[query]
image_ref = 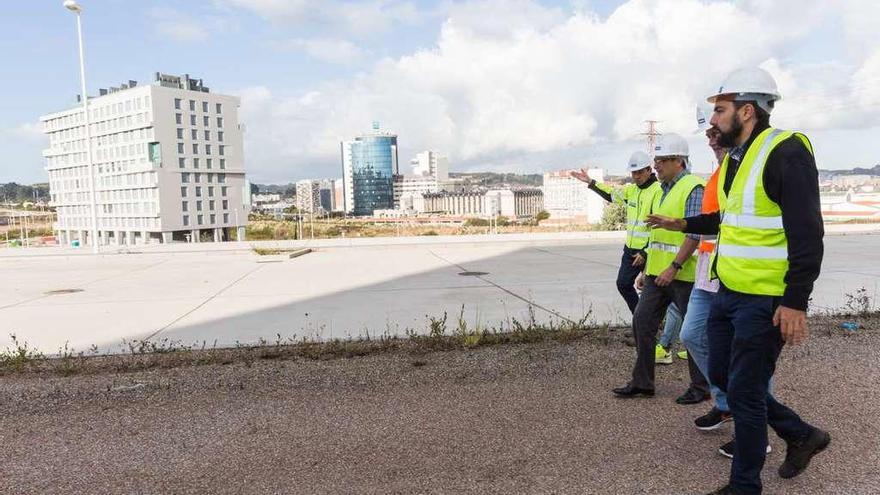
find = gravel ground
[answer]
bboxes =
[0,319,880,494]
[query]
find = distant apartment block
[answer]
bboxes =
[296,180,323,214]
[410,150,449,181]
[319,179,336,211]
[340,122,398,216]
[40,73,251,244]
[541,169,605,223]
[394,150,455,210]
[412,189,544,219]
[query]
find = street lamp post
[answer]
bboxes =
[64,0,99,254]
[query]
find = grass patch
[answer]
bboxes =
[6,300,880,376]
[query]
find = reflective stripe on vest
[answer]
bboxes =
[622,182,659,249]
[718,244,788,260]
[699,239,715,253]
[721,213,782,229]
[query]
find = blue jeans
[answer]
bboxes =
[708,285,812,494]
[667,287,730,412]
[658,303,690,349]
[617,246,643,313]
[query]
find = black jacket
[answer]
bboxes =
[685,125,825,311]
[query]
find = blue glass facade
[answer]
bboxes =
[351,135,397,215]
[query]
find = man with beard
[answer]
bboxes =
[650,68,831,494]
[612,134,709,404]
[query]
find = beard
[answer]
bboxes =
[716,113,742,148]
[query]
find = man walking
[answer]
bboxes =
[571,151,660,312]
[652,68,831,494]
[613,134,709,404]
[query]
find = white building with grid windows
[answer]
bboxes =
[40,73,250,245]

···

__Prompt__
Reproduce the listing above with every "man" changed to "person" and nothing else altered. Leave the pictures out.

__Correct answer__
[query]
image_ref = 
find = gravel ground
[answer]
bboxes =
[0,319,880,494]
[query]
find = distant apartment block
[answer]
bboxes =
[296,180,323,214]
[410,150,449,181]
[319,179,336,211]
[340,122,398,216]
[40,73,251,244]
[541,169,605,223]
[394,150,455,210]
[412,189,544,219]
[query]
find = street lamp post
[answer]
bboxes =
[64,0,99,254]
[query]
find = grass patch
[answer]
bboxes =
[6,300,880,376]
[query]
find = reflective stripe on vest
[answer]
bboxes =
[622,182,659,249]
[718,244,788,260]
[699,239,715,253]
[721,213,782,229]
[query]
find = blue jeans
[answer]
bboxes =
[708,285,812,494]
[667,287,730,412]
[658,303,690,349]
[617,246,643,313]
[query]
find = black jacket
[answer]
bboxes =
[685,125,825,311]
[query]
find = blue glass facade
[answer]
bboxes =
[351,135,397,215]
[query]
find = person with beard
[answer]
bboxes =
[650,68,831,494]
[612,134,709,404]
[query]
find = beard
[answer]
bboxes =
[716,113,742,148]
[query]
find = person walking
[answer]
bboxes =
[571,151,660,312]
[652,68,831,494]
[613,134,709,404]
[query]
find = white building with grid windows
[answer]
bboxes =
[40,73,250,245]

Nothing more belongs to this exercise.